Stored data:
☆ ☆ ☆ ☆
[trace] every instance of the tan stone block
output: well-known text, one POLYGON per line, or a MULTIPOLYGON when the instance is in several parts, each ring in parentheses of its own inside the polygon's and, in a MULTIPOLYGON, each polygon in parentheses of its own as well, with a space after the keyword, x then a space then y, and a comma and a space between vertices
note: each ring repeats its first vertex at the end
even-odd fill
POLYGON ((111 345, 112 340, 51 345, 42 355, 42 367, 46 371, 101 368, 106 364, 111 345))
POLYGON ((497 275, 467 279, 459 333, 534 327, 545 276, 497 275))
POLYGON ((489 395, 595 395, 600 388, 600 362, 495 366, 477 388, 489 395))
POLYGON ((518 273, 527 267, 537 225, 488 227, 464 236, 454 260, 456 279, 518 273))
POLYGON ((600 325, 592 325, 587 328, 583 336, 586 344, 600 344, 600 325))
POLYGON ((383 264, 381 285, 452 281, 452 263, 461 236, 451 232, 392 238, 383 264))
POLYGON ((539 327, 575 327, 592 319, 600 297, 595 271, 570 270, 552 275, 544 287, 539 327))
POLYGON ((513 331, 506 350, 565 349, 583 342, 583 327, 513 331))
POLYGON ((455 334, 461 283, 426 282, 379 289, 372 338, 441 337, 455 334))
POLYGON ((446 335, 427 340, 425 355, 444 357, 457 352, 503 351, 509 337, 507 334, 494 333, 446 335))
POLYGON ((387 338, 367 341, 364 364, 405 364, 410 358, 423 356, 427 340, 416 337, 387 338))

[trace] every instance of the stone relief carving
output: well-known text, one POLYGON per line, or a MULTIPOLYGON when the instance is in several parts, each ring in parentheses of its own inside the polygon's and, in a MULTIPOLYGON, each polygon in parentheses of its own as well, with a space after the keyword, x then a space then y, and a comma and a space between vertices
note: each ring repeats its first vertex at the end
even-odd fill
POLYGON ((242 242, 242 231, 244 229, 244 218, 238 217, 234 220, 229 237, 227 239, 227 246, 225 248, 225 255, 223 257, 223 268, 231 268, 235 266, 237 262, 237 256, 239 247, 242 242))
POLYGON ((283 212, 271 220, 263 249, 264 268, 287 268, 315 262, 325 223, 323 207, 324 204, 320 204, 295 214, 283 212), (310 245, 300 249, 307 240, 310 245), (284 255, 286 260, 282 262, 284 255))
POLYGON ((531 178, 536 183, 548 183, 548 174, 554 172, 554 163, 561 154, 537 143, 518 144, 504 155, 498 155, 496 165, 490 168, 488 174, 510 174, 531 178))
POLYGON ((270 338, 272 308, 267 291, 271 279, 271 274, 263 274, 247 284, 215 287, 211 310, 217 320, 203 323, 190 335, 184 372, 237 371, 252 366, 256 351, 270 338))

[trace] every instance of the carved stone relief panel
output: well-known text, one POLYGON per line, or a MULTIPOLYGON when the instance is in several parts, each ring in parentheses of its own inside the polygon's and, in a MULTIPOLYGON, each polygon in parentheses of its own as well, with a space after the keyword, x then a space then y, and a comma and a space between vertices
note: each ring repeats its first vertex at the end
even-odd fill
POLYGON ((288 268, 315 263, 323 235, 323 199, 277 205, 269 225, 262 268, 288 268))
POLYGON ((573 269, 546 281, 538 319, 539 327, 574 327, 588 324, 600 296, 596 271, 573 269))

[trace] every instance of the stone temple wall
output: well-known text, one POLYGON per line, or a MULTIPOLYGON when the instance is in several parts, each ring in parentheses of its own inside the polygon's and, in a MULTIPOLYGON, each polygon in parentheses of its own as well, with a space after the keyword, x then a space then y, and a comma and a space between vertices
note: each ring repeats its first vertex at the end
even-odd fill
☆ ☆ ☆ ☆
## BRIEF
Scan the records above for the string "trace", then report every line that contains it.

## SOLUTION
[trace] every instance of the tan stone block
[trace] every instance of the stone relief carving
[trace] every instance of the carved stone relief panel
[trace] every instance of the stone temple wall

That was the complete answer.